Verilen Metin:
Münafıkları anlatan Ayetler Mü’minleri uyarmakta ve Müslümanlar arasında yaptıkları komplolara karşı uyanık olup onları boşa çıkarmaları için gerekli tedbirleri almalarını emretmektedir.

Şimdi İslâm Tarihi’ne tekrar bakalım…

Her devirde Münâfıklar vardı ve Kâfirlerle işbirliği yaptılar. Düşünün, bâzen aşırı dindar âmiyâne tâbirle “Şeriat isteriz, hilâfet isteriz vb.” gibi IŞİD, FETÖ tarzı girişimler ve ayaklanmalarla (28 Şubat Süreci’nde kullanılan sözde İslamcı gurupları, 31 Mart Vakası öncesi “Şeriat isteriz.” naraları ile yüzlerce öğrencinin Hârekât Ordusu tarafından katline ve Abdulhamid Hân’ın azline katkı sağlayanları da hatırlatmak isterim), günümüzde ise çoğunlukla, lâiklik, çağdaşlık, demokrasi, modernizm vb. hassasiyetleri ile hatta bu günlerde aile ve toplumu yıkacak İstanbul Sözleşmesi ve LGBT tarzı sapkınlıkları dahî destekleyerek Milletimizin geleceğini tahrip etmek için ellerinden geleni yapmaktadırlar.

Verilen Malzeme:
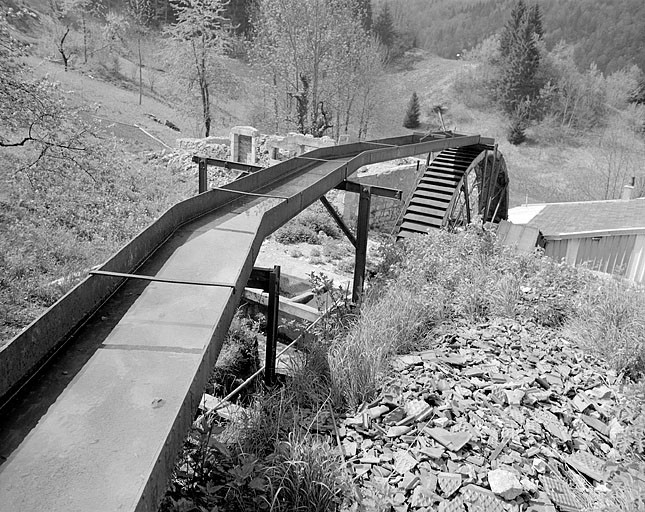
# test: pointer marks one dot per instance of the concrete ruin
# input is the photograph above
(244, 142)
(293, 144)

Alıştırma Bölümleri:
A - Münafıklarla ilgili metne göre, münafıkları anlatan ayetler Müslümanlara ne yapmalarını emrediyor?
B - Münafıklarla ilgili metni kaldığı yerden ilerletin.
Listedeki kayıtların metinle hiçbir ilgisi yoktur.

Görev Yanıtları:
A - Müslümanlar arasında kurdukları komplolara karşı uyanık olup bunları boşa çıkarmak için gerekli tedbirleri almalarını emrediyor.

B -
Şu net olarak görülmelidir. İttihâd-ı İslâm için de, Tam Bağımsız Türkiye içinde, bölgesinde geçmişte olduğu gibi etkin Türkiye için de Millî Birlik ve Beraberlik içinde, Vatanımız, Devletimizin dirliğini istemek zorundayız. Bu günü analiz ederken Devletin Bekâsı, Milletimizin İmân, töre ve terbiyesine bağlılığı eksenli meselelere bakılmalıdır.

Bu gün ülkemizde Millî cephe oluşturmaya ihtiyaç vardır. Her türlü ötekileştirme maksatlı ve düşmanlık içermektedir. Millî cephe oluşmasına ötekileştirmeler engel olmaktadır.

Ülkemizdeki saflar o kadar önemli ki… Çünkü Türkiye’deki ayrışma ve mücâdele gurupları tüm Türk Dünyası’nda ve İslâm Âlemi’nde âdetâ Türkiye eksenli gelişmektedir. Durum bu kadar açık iken sorarım size, hassâsiyetler vs. gerekçeleri ile toplumu kamplaştıranlar, ayrıştıranlar ne kadar samimi?

Bu gün coğrafyamızda insanlarımız, en az 1000 yıllık birlikteliğe, karşılıklı bağımlılığa, İmân Kardeşliğine, töre ve terbiye birliğine bakmaksızın; mezhep, mikromilliyetçi bölücülük, tarikat, cemaat, siyasi partiler vb. kimliklerle karşı karşıya geliyorlar.

Sorarım “Hangi vicdan?”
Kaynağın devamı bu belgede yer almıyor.